*** Record excerpts

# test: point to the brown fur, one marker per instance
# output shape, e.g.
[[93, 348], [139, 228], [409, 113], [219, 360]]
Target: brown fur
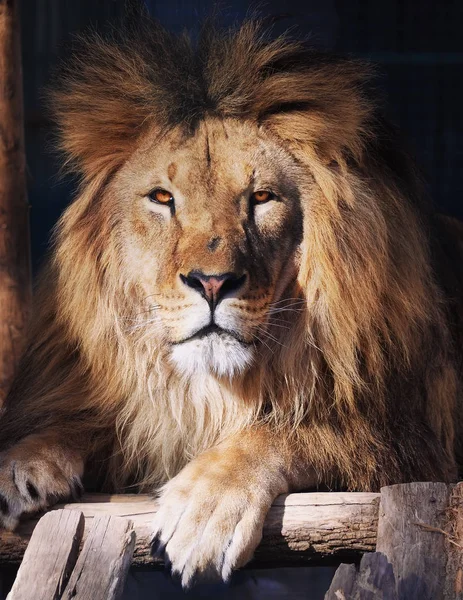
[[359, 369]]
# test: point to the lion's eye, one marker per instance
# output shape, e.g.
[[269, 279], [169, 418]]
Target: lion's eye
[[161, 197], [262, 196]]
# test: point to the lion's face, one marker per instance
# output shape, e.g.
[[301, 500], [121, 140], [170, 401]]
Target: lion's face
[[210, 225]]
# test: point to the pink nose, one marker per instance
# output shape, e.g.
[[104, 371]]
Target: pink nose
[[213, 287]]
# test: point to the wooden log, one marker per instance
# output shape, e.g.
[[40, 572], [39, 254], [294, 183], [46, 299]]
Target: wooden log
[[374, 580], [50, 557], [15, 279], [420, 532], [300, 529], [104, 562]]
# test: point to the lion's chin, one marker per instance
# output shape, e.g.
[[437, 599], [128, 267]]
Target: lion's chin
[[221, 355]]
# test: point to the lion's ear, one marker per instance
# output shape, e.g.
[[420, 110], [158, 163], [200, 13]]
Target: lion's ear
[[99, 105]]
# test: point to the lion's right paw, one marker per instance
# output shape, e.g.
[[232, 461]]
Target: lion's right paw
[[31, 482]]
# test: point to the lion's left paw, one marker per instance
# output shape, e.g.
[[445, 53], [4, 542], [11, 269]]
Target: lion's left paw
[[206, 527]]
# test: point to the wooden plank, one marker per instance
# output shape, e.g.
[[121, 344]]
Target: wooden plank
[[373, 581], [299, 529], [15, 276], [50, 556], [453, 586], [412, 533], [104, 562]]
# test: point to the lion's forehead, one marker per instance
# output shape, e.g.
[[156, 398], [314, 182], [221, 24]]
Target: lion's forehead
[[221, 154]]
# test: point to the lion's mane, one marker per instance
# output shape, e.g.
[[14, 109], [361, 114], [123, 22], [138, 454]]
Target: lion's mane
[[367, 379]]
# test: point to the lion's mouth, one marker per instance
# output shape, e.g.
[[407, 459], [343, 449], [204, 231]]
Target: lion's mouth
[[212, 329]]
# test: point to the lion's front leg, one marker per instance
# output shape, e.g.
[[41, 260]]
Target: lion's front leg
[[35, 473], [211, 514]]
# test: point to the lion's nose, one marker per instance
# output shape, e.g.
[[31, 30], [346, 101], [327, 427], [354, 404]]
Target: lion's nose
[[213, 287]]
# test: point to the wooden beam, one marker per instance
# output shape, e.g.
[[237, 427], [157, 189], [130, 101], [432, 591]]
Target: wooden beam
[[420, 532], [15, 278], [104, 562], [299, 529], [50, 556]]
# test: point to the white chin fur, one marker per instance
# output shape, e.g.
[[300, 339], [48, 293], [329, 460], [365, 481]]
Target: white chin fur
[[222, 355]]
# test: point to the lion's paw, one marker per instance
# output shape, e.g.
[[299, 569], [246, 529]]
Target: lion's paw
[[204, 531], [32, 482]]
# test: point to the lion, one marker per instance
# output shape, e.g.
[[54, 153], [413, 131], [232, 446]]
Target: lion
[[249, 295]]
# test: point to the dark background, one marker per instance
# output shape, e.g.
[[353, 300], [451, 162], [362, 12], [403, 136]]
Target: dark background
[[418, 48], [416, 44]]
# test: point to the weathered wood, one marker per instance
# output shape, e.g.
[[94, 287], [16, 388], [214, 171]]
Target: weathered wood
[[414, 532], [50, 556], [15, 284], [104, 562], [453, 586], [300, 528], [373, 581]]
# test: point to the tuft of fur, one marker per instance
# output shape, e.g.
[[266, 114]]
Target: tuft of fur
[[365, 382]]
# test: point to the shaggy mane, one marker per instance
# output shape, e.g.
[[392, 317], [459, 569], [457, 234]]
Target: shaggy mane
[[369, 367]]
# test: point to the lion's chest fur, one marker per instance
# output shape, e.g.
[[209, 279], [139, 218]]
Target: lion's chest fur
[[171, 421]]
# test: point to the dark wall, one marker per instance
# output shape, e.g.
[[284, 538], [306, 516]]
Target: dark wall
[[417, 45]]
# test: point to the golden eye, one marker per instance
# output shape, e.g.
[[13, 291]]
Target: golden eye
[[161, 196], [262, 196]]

******
*** Record excerpts

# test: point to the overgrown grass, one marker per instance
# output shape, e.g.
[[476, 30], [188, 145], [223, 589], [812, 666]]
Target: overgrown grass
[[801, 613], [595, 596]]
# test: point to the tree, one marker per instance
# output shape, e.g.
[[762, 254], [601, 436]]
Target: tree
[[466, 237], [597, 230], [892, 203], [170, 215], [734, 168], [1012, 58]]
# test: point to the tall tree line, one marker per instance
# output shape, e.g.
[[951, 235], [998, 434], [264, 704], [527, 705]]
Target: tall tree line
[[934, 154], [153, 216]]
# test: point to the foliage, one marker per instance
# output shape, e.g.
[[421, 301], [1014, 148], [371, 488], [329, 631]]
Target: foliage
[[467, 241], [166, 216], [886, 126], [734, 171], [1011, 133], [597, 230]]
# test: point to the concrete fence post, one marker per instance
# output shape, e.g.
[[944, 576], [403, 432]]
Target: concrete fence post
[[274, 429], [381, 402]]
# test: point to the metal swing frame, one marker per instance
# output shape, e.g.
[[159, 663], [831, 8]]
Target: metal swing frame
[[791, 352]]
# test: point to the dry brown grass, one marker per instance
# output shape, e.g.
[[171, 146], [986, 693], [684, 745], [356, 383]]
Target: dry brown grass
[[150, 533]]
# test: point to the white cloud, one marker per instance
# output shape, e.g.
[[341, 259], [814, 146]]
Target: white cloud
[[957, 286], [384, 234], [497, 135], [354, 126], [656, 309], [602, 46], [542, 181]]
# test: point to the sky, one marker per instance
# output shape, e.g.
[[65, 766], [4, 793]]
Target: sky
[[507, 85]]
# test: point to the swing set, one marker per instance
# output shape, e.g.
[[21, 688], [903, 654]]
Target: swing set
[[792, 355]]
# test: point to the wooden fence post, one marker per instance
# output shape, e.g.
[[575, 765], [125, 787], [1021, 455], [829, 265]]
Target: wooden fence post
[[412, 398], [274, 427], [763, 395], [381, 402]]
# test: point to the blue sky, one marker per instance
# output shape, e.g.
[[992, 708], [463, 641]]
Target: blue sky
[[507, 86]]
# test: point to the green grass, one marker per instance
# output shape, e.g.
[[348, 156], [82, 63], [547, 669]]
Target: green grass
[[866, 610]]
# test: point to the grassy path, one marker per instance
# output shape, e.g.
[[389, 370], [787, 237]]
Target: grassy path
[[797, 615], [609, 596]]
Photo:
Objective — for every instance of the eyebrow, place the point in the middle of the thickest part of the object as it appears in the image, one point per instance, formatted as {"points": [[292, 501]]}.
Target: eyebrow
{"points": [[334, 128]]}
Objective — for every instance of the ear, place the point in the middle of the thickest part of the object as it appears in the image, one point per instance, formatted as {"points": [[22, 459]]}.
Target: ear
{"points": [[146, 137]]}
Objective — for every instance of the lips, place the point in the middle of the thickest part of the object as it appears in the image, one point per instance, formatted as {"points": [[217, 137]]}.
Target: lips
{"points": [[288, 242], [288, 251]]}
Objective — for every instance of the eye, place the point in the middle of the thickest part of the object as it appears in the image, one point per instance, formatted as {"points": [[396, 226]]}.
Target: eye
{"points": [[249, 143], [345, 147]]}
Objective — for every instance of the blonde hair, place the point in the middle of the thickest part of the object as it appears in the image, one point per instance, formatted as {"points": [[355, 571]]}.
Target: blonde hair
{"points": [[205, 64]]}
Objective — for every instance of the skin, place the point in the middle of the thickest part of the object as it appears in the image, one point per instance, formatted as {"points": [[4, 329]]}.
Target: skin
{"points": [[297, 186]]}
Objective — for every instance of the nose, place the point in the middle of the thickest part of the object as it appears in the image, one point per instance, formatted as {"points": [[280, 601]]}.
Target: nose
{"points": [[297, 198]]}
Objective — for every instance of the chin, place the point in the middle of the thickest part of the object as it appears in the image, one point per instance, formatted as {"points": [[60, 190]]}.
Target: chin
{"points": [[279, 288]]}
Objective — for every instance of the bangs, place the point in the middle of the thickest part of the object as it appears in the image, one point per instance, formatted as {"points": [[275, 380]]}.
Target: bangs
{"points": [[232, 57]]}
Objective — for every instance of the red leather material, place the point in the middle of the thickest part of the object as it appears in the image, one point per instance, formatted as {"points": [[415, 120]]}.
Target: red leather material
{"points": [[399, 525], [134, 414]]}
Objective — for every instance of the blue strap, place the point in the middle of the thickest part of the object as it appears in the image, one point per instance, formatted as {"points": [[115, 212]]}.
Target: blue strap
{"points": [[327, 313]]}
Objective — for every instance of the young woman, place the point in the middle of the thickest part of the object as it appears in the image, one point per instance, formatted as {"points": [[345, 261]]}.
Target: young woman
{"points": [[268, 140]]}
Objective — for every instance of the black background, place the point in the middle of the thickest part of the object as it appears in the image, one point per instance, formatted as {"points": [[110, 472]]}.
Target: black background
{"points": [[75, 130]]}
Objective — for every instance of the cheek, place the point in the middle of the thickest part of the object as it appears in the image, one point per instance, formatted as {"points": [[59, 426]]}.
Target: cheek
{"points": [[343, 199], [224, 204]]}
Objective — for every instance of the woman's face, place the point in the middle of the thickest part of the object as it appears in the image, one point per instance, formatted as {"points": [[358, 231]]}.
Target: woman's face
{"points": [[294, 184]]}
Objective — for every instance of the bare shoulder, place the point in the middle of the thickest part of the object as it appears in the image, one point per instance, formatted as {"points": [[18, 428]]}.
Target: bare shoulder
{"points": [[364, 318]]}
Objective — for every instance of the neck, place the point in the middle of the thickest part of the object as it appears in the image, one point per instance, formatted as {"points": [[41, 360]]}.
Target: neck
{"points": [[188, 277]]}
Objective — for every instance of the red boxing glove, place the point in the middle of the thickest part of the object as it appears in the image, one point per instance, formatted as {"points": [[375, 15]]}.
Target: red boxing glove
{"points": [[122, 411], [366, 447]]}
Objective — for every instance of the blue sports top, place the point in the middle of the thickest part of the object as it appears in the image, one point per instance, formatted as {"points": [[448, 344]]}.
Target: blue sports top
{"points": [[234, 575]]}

******

• **Problem to solve**: There is a line with "Target: lion's chin" and a line with "# test: point to the lion's mouth, one" above. Copy exactly those two lines and all lines between them, with nothing else.

• **Task output**:
Target: lion's chin
[[221, 355]]
# test: point to the lion's ear, one marker per instance
# output shape, e.g.
[[420, 110], [158, 163], [200, 13]]
Target: lion's ear
[[99, 105]]
# test: point to the lion's right paw, one marker per instance
# output shape, e.g.
[[232, 461]]
Target: lion's right paw
[[31, 482]]
# test: point to the lion's left paw, one marker per instance
# output shape, e.g.
[[445, 53], [4, 542], [11, 269]]
Target: lion's left paw
[[206, 527]]
# test: point to the wooden plank, one marker per instance
# output shape, e.g.
[[121, 344]]
Target: wooden plank
[[373, 581], [299, 529], [15, 276], [50, 556], [453, 586], [412, 533], [104, 562]]
# test: point to the lion's forehead, one marker per instance
# output shape, e.g.
[[156, 398], [314, 182], [221, 24]]
Target: lion's forehead
[[221, 154]]
# test: point to the lion's mane, one marker per instance
# output shape, e.g.
[[14, 109], [361, 114], [123, 22], [138, 454]]
Target: lion's mane
[[367, 379]]
# test: point to the lion's mouth, one marker per instance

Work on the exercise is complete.